Items listed in a dataset
--- START ---
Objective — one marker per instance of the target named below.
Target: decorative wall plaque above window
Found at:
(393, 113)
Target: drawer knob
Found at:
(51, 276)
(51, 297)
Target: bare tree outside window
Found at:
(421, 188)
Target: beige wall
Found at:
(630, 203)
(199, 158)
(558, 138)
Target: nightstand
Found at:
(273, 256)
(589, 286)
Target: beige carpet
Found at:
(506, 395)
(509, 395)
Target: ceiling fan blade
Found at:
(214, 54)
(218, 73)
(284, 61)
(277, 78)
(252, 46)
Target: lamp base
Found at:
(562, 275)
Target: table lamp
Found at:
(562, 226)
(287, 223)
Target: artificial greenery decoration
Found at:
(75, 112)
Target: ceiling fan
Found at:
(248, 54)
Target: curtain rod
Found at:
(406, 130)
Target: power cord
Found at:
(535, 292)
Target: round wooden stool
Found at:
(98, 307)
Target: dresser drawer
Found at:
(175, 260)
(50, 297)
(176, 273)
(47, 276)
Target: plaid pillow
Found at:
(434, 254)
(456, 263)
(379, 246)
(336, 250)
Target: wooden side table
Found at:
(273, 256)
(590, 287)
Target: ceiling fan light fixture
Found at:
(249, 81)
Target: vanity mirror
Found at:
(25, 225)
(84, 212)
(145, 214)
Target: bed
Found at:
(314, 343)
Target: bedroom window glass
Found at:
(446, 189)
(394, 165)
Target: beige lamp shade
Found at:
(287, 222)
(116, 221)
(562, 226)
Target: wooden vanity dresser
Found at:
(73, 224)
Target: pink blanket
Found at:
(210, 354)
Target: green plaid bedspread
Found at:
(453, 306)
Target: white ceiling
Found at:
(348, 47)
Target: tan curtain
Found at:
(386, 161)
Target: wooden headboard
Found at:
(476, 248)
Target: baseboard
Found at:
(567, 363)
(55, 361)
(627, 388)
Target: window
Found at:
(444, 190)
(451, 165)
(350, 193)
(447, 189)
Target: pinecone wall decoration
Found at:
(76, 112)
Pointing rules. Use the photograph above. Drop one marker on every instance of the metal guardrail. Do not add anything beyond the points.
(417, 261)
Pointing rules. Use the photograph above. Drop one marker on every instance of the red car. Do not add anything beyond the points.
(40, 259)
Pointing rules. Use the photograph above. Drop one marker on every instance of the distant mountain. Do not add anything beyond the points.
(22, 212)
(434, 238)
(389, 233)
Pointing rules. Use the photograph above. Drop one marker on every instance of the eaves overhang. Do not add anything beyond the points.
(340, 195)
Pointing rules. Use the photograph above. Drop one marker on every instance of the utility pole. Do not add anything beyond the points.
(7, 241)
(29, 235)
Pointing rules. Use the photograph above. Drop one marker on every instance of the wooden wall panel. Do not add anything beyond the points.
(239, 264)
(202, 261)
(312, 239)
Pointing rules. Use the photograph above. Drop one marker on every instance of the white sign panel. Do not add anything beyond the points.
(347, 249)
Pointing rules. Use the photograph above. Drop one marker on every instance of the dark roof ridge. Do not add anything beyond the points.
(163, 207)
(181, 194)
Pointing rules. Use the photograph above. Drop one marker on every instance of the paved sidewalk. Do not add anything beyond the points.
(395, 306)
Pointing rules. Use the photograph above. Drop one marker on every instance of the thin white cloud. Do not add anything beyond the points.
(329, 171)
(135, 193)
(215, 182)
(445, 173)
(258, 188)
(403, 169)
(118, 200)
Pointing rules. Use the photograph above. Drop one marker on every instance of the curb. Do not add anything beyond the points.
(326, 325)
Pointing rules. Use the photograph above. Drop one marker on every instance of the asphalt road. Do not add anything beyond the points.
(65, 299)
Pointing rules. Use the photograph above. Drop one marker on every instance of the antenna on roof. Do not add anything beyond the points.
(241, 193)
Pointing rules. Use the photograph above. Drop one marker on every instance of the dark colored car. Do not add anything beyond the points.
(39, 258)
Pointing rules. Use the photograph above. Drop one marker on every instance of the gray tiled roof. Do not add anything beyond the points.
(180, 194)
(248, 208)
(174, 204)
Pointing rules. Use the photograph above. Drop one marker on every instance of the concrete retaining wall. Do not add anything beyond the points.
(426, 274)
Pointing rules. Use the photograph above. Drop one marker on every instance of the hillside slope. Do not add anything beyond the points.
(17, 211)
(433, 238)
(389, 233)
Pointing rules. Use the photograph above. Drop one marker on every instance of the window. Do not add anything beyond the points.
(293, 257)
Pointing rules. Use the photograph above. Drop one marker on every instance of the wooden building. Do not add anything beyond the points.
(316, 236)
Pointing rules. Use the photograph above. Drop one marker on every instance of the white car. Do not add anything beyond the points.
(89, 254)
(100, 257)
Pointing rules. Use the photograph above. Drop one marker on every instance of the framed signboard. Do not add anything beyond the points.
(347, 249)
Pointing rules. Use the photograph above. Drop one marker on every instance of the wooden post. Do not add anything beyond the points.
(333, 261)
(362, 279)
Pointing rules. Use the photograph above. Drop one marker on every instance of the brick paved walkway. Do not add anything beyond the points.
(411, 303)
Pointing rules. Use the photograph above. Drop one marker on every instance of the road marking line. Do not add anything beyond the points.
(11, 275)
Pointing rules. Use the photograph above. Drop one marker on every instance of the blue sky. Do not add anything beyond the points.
--- END ---
**Required action**
The data above should be copied out with complete accuracy.

**Response below**
Objective — one marker per instance of the target named below.
Target: decorative wall plaque above window
Found at:
(393, 113)
Target: drawer knob
Found at:
(51, 276)
(51, 297)
Target: bare tree outside window
Found at:
(421, 188)
Target: beige wall
Found at:
(630, 203)
(199, 158)
(558, 138)
Target: nightstand
Found at:
(273, 256)
(589, 286)
Target: beige carpet
Found at:
(506, 395)
(509, 395)
Target: ceiling fan blade
Found at:
(214, 54)
(218, 73)
(284, 61)
(277, 78)
(252, 46)
Target: lamp base
Found at:
(562, 275)
Target: table lamp
Found at:
(562, 226)
(287, 223)
Target: artificial greenery decoration
Found at:
(75, 112)
Target: ceiling fan
Found at:
(248, 54)
Target: curtain rod
Found at:
(406, 130)
Target: power cord
Found at:
(535, 292)
Target: round wooden stool
Found at:
(98, 307)
Target: dresser drawer
Found at:
(175, 260)
(50, 297)
(176, 273)
(47, 276)
Target: plaid pillow
Found at:
(434, 254)
(456, 263)
(379, 246)
(336, 250)
Target: wooden side table
Found at:
(273, 256)
(590, 287)
Target: ceiling fan light fixture
Found at:
(249, 81)
Target: vanity mirror
Found at:
(25, 225)
(84, 212)
(145, 214)
Target: bed
Found at:
(314, 343)
Target: bedroom window glass
Found at:
(446, 189)
(394, 165)
Target: beige lamp shade
Found at:
(287, 222)
(116, 221)
(562, 226)
Target: wooden vanity dresser
Found at:
(73, 224)
Target: pink blanket
Found at:
(210, 354)
Target: green plaid bedspread
Found at:
(453, 306)
Target: white ceiling
Found at:
(348, 47)
Target: tan curtain
Found at:
(386, 161)
Target: wooden headboard
Found at:
(476, 248)
Target: baseboard
Found at:
(567, 363)
(55, 361)
(627, 388)
Target: window
Found at:
(444, 190)
(451, 165)
(350, 193)
(447, 189)
Target: pinecone wall decoration
Found at:
(76, 112)
Pointing rules. Use the photograph above. Drop one marker on every instance of the metal guardrail. Do not add anything beyond the points.
(417, 261)
Pointing rules. Use the photograph above. Drop one marker on every instance of the red car. Do not add anything beyond the points.
(40, 259)
Pointing rules. Use the photograph above. Drop one marker on every instance of the distant mountain. Do not add anything beyond the points.
(22, 212)
(434, 238)
(389, 233)
Pointing rules. Use the photograph above. Drop one marker on every instance of the eaves overhang. Do not add anything beyond the points.
(340, 195)
Pointing rules. Use the photograph above. Drop one marker on every instance of the utility pole. Do not add anything beyond the points.
(7, 241)
(29, 235)
Pointing rules. Use the photograph above. Drop one marker on every instance of the wooden wall panel. Do not add anything beyond the points.
(239, 264)
(202, 261)
(312, 239)
Pointing rules. Use the photograph above. Drop one marker on every instance of the white sign panel. Do not add anything beyond the points.
(347, 249)
Pointing rules. Use the photograph above. Drop one marker on every instance of the dark roof ridge. Do not add anything beyond the points.
(163, 207)
(181, 194)
Pointing rules. Use the photograph above. Drop one marker on every instance of the paved sidewalk. Do not add anything beyond the points.
(395, 306)
Pointing rules. Use the photograph above. Drop one marker on every instance of the thin white cloud. Do not add anything beyond the points.
(329, 171)
(135, 193)
(215, 182)
(445, 173)
(258, 188)
(403, 169)
(118, 200)
Pointing rules. Use the photograph above. Drop one marker on every instance of the curb. Do not add anything beyond the points.
(326, 325)
Pointing rules. Use the photograph above. Drop one marker on every instance of the asphalt road. Do not add anything beyond the points.
(65, 299)
Pointing rules. Use the photograph above. Drop one marker on every instance of the antenna on roof. Do not add anything beyond the points.
(241, 193)
Pointing rules. Use the photograph above. Drop one marker on every instance of the dark colored car. Do not add anything beyond the points.
(39, 258)
Pointing rules. Use the photograph above. Drop one marker on every instance of the gray tiled roof. Do not add anything beyond the points.
(180, 194)
(248, 208)
(174, 204)
Pointing rules. Use the photograph above. Drop one marker on every instance of the concrete retaining wall. Do not add anything beyond the points.
(426, 274)
Pointing rules. Use the photograph above. Drop one marker on every instance of the hillside slope. Do not add anything beyond the points.
(17, 211)
(433, 238)
(389, 233)
Pointing rules. Use the photograph above. Drop one marker on every instance of the window. Do not add anything beyond the points.
(293, 257)
Pointing rules. Use the photograph above. Drop one marker on every instance of the wooden building. Do not add anything beyond the points.
(316, 236)
Pointing rules. Use the photograph above. Drop one marker on every instance of the white car. Do not add anything beyond the points.
(89, 254)
(100, 257)
Pointing rules. Use the photograph above. Drop one marker on every instance of the framed signboard. Do not add anything beyond the points.
(347, 249)
Pointing rules. Use the photograph above. Drop one marker on every instance of the wooden post. Do not add anything beyond the points.
(333, 261)
(362, 279)
Pointing rules. Use the photograph above. Drop one marker on every instance of the brick paved walkway. Do not add anything beyond the points.
(411, 303)
Pointing rules. Use the photograph above. Drop one marker on every instance of the road marking line. Do not add anything beyond the points.
(11, 275)
Pointing rules. Use the photograph above. Drop one marker on every instance of the blue sky. Do not add anything beyond the points.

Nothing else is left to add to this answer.